OBJECTIVE - Substitute "circle" for every "disc" in the listing below and reproduce it with nothing else changed. Leave the pictures out.

(Dataset items)
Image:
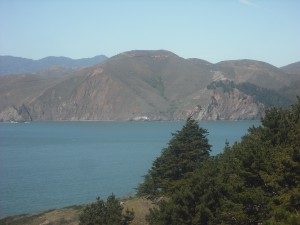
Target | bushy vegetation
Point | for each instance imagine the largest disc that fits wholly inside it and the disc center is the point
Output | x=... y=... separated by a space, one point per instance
x=266 y=96
x=106 y=213
x=256 y=181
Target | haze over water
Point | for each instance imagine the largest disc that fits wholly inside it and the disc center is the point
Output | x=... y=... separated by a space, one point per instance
x=46 y=165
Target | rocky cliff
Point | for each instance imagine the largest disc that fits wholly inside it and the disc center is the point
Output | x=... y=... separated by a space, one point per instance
x=149 y=85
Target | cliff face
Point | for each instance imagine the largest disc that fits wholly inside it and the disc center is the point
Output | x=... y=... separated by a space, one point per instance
x=146 y=85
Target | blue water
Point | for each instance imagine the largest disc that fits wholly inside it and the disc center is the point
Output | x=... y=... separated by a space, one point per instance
x=46 y=165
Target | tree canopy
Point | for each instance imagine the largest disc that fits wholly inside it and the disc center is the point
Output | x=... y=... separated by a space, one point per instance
x=184 y=154
x=105 y=213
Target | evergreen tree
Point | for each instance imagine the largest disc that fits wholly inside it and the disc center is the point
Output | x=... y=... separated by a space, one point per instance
x=184 y=154
x=256 y=181
x=105 y=213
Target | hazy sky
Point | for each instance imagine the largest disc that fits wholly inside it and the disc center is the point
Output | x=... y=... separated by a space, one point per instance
x=214 y=30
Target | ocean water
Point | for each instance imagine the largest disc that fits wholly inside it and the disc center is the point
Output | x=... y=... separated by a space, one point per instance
x=46 y=165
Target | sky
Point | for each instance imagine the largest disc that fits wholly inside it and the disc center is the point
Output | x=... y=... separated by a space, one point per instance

ANSWER TO THE TASK -
Image:
Target | bushy vegetation
Point | for each instance imagine the largest circle that fits wholly inside it and the circle center is the point
Output | x=... y=... separated by a space, one point per instance
x=266 y=96
x=106 y=213
x=256 y=181
Target | haze over water
Point | for each instance imagine the largest circle that fits wholly inside it and the circle center is the point
Output | x=... y=... separated by a space, one point per instance
x=46 y=165
Target | rocky cliff
Point | for each instance imagine the largest circle that fits wholly inside it and the circle center is the point
Output | x=... y=... separated by a space, one point per instance
x=149 y=85
Target | cliff face
Point | for each instance imagine the largest circle that fits wholly inside it and the circle center is the point
Output | x=... y=... separated by a space, one point per instance
x=146 y=85
Target | blue water
Point | for each instance imagine the largest circle that fits wholly inside it and the circle center is the point
Output | x=... y=... separated by a space, one point per instance
x=46 y=165
Target | tree canopy
Point | for each instance imagine the largest circle that fits wholly inside it and the circle center is the point
Output | x=... y=... separated by a space, one point per instance
x=184 y=154
x=105 y=213
Target | evergreen tree
Point | for each instance imagine the largest circle that fits wholly inside it and the circle center is the point
Output | x=... y=... separated by a space, one point per instance
x=184 y=154
x=256 y=181
x=105 y=213
Target | hazy sky
Point | for each instance imagine the largest circle that fits wholly inside it and the circle center is the point
Output | x=... y=... separated by a space, one point per instance
x=214 y=30
Target | ocean water
Point | for each instance imagine the largest circle that fits wholly inside it and the circle center is the point
Output | x=... y=... separated by a space, one point per instance
x=46 y=165
Target | sky
Point | for each instance imagine the largest circle that fits wholly inside it and the circle center is the point
Output | x=... y=... separated by a space, one point per instance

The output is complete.